## [EXERCISE DETAILS]
What you give back must match the records below word for word.

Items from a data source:
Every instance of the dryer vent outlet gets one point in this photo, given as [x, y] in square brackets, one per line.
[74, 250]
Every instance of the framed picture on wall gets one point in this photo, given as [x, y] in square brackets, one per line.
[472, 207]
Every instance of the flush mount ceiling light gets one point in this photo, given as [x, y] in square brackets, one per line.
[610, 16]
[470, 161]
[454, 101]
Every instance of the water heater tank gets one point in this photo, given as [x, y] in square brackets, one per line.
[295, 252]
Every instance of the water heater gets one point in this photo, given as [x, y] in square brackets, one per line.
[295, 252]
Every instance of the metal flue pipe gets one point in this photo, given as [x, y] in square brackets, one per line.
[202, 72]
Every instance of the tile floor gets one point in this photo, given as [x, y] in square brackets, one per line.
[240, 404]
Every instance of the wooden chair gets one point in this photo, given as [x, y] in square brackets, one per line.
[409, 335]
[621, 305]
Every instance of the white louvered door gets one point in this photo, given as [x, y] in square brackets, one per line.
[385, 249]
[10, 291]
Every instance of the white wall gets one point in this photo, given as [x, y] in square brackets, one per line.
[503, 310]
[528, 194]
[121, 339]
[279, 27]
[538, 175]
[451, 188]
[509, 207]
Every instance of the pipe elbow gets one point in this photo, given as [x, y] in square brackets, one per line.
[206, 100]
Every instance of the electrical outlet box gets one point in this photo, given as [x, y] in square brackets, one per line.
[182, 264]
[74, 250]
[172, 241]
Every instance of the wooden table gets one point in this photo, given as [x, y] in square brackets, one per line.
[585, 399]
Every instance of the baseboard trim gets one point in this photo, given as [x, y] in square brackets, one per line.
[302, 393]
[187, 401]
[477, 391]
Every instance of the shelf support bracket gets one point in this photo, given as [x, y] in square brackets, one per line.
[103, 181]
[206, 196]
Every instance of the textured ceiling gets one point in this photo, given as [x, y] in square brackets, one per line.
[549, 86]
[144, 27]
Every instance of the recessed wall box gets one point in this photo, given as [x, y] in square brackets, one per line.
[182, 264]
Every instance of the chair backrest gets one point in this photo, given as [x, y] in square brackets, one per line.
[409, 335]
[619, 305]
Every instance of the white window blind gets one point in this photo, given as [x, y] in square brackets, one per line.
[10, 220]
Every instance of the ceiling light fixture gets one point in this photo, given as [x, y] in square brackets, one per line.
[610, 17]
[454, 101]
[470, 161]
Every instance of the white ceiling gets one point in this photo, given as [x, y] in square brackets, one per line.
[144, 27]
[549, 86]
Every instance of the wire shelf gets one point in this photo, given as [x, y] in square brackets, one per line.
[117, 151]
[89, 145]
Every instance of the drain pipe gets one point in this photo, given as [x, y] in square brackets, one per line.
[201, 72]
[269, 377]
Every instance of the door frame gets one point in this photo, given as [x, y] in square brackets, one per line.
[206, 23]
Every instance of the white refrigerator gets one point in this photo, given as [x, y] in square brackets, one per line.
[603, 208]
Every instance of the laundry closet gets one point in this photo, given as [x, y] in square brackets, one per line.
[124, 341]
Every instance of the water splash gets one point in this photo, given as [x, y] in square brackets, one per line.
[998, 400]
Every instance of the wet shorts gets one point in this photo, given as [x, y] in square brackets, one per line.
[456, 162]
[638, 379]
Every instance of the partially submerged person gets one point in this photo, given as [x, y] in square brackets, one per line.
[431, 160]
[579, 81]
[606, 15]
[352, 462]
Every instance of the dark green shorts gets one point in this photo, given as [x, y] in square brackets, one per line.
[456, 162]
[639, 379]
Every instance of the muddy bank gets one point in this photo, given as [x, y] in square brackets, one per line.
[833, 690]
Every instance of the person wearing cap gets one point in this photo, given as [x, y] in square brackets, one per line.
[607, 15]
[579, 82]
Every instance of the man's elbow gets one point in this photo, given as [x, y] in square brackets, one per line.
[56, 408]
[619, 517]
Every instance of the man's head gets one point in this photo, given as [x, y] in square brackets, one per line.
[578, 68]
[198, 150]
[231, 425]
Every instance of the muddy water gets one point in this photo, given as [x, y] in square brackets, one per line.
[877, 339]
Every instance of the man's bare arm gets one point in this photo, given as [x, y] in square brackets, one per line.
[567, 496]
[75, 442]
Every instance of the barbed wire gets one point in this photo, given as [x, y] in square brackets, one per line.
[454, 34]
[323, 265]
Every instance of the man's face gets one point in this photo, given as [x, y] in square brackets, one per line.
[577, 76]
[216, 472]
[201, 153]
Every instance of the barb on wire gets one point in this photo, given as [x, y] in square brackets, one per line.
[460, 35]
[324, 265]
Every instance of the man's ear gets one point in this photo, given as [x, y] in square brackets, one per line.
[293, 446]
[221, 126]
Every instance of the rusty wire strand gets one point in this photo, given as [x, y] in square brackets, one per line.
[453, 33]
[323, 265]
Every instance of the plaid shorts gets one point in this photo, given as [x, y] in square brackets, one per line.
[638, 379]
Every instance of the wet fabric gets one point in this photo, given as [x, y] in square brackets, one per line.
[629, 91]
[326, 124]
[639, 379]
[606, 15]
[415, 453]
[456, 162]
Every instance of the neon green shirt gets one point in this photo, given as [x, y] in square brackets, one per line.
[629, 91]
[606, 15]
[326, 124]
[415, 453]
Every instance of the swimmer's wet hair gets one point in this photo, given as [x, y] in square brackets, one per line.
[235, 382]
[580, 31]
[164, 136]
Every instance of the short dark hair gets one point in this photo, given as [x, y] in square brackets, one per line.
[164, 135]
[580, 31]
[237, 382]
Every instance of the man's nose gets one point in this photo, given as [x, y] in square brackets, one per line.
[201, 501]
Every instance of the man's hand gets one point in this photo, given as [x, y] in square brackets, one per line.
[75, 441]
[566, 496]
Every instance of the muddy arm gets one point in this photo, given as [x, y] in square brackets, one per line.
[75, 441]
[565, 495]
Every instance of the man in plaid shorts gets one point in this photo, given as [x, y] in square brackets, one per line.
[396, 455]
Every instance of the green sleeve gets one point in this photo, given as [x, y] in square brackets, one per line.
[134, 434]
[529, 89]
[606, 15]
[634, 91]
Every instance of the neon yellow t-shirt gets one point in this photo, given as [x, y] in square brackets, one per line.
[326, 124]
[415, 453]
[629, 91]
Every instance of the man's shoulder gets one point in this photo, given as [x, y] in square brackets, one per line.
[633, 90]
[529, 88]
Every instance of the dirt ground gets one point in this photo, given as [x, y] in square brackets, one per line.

## [FINISHED TASK]
Every instance of the dryer vent outlet gets one point in this photo, given as [x, y] in square brackets, one per line.
[74, 250]
Every instance of the framed picture on wall gets one point in this photo, given as [x, y] in square brackets, one per line.
[472, 207]
Every instance of the flush mount ceiling light gets one point in this photo, given as [x, y] in square brackets, one per line.
[610, 16]
[470, 161]
[454, 101]
Every instance of the water heater tank gets one point in this photo, given as [x, y] in square brackets, one per line.
[295, 252]
Every instance of the water heater gets one point in this photo, given as [x, y] in square brackets, one per line.
[295, 252]
Every instance of the metal flue pipe gets one point in this photo, given as [x, y] in square brackets, one per line.
[202, 72]
Every instance of the tile floor gets one point in this photo, given as [x, y] in square brackets, one per line.
[240, 404]
Every instance of the wooden chair gets one point in this photo, given as [x, y] in square brackets, one per line.
[409, 335]
[621, 305]
Every instance of the white louvered door gets one point in this photo, given as [x, y] in square brackets, one per line.
[385, 249]
[10, 291]
Every instance of the white wall gets one point in this photo, given as [x, y] in square brackets, one per line.
[503, 310]
[528, 194]
[121, 339]
[279, 27]
[538, 175]
[451, 188]
[509, 207]
Every instance of the pipe elbow gets one point in this photo, given as [x, y] in square brackets, one per line.
[206, 100]
Every instance of the electrical outlet box gets one point in this photo, given as [x, y] in square brackets, one per line.
[182, 264]
[74, 250]
[172, 241]
Every instance of the wooden table gets one point in this photo, given as [x, y] in square brackets, one per line.
[585, 399]
Every instance of the baseboard trim gets one point in this photo, given as [x, y] in square brackets, one per line.
[302, 393]
[187, 401]
[477, 391]
Every instance of the shelf support bracket gets one point in this photo, given as [x, y] in square brackets, one per line.
[103, 181]
[206, 196]
Every instance of the textured ceiling gets one point in this photo, given as [x, y] in square brackets, one per line.
[549, 86]
[144, 27]
Every instance of the recessed wall box gets one point in this photo, given as [x, y] in square brackets, one per line.
[182, 264]
Every instance of the chair backrest gets one point in this photo, given as [x, y] in square brackets, one per line.
[409, 335]
[619, 305]
Every instance of the white window blind gets one point in this photo, given as [x, y] in square brackets, one per line.
[10, 220]
Every instance of the ceiling light fixture gets one point in this photo, given as [x, y] in square brackets, one per line.
[610, 17]
[454, 101]
[470, 161]
Every instance of the white ceiling gets one point in this photo, given as [x, y] in square brackets, one per line.
[144, 27]
[549, 86]
Every instance of the wire shelf gets one point in this photo, given as [x, y] in square brackets, one per line.
[117, 151]
[89, 145]
Every instance of the drain pipe gets one point in this photo, given as [x, y] in square brackets, one per line.
[201, 72]
[269, 377]
Every instance of the door frame gets one point in this photo, given as [x, y] in square brackets, one per line.
[206, 23]
Every instance of the white refrigerator gets one point in this photo, given as [x, y] in square brackets, one per line.
[603, 208]
Every instance of the laundry closet gets one point in this photo, given as [x, y] in square brackets, one per line.
[124, 341]
Every instance of the water splash gets one point in this photo, given as [x, y] in square brackets, one per line.
[998, 400]
Every instance of the wet shorts gets one point in this photo, given as [x, y] in square brackets, one per line.
[456, 162]
[638, 379]
Every instance of the partially submerged person gets one point in this photo, given as [x, y] in square brackets, one per line.
[431, 160]
[579, 81]
[606, 15]
[352, 462]
Every instance of the dark green shorts gets one point in this photo, given as [x, y] in square brackets, one per line.
[456, 162]
[639, 379]
Every instance of the muddy bank gets one point in this photo, given as [x, y] in square brackets, one per line.
[833, 690]
Every instance of the person wearing cap gets one point in this photo, given as [x, y] in square brackets, one per line.
[607, 15]
[579, 82]
Every instance of the man's elbow gets one point in this photo, given as [x, y] in square brackets, one per line.
[56, 408]
[619, 517]
Every instance of the man's head gets one point in this photo, given as [x, y] in square brackets, one per line.
[578, 68]
[198, 150]
[231, 425]
Every instance of the muddy water gets one point in this photo, given as [x, y] in square brackets, one per line.
[877, 339]
Every instance of the man's bare arm gets one point in this photo, given as [x, y] in square brackets, one per line.
[567, 496]
[75, 442]
Every instance of the barbed wire gets one point in this photo, given as [x, y] in square brackets, one per line.
[454, 34]
[323, 265]
Every instance of the man's face gets one point in this photo, given as [x, y] in square brackets, one per line.
[577, 76]
[216, 472]
[201, 153]
Every instance of the barb on wire gets one point in this photo, given as [x, y] in square brackets, one per line.
[460, 35]
[324, 265]
Every instance of the man's ear gets one point in this photo, given as [x, y] in square brackets, one per line.
[293, 446]
[221, 126]
Every instance of the rusty wire strand gets one point in this photo, given as [x, y] in square brackets, one per line.
[453, 33]
[323, 265]
Every instance of the plaid shorts gets one point in this photo, given as [x, y] in square brackets, one per line.
[638, 379]
Every instance of the wet fabric gets one point in this photo, given as [x, y] in square brackets, one per line.
[629, 91]
[326, 124]
[639, 379]
[606, 15]
[415, 453]
[456, 162]
Every instance of the neon green shirt gets one point in this photo, given as [x, y] in square brackets, one per line.
[629, 91]
[606, 15]
[326, 124]
[415, 453]
Every instance of the swimmer's wet hair gets one point in this photo, given as [x, y] in square brackets, one per line.
[235, 382]
[580, 31]
[164, 136]
Every instance of the short dark hair gets one point in this photo, given as [x, y] in square brackets, one per line.
[164, 135]
[580, 31]
[237, 382]
Every instance of the man's nose gets one point in this photo, given as [x, y] in square brackets, one per line.
[201, 501]
Every instance of the man's hand gets one point in this photo, given as [x, y] in square brackets, one per line.
[75, 441]
[566, 496]
Every instance of the muddy arm gets one point in this photo, given as [x, y] in square brackets, one per line.
[75, 441]
[565, 495]
Every instance of the man in plaid shorts gets one point in this photo, given as [x, y] in square brackets, one per line.
[396, 455]
Every instance of the green sleeve gets one point in this photo, given as [x, y] in square brackets, one per line.
[134, 434]
[529, 89]
[606, 15]
[634, 91]
Every instance of the neon yellow t-shirt gets one point in this photo, given as [x, y] in square brackets, one per line.
[326, 124]
[415, 453]
[629, 91]
Every instance of the man's shoulder gets one point in this photo, given as [x, y] in square brackets, one per line.
[633, 90]
[529, 88]
Every instance of the dirt ground gets one point in this photo, given as [x, y] in square brackets, one per line.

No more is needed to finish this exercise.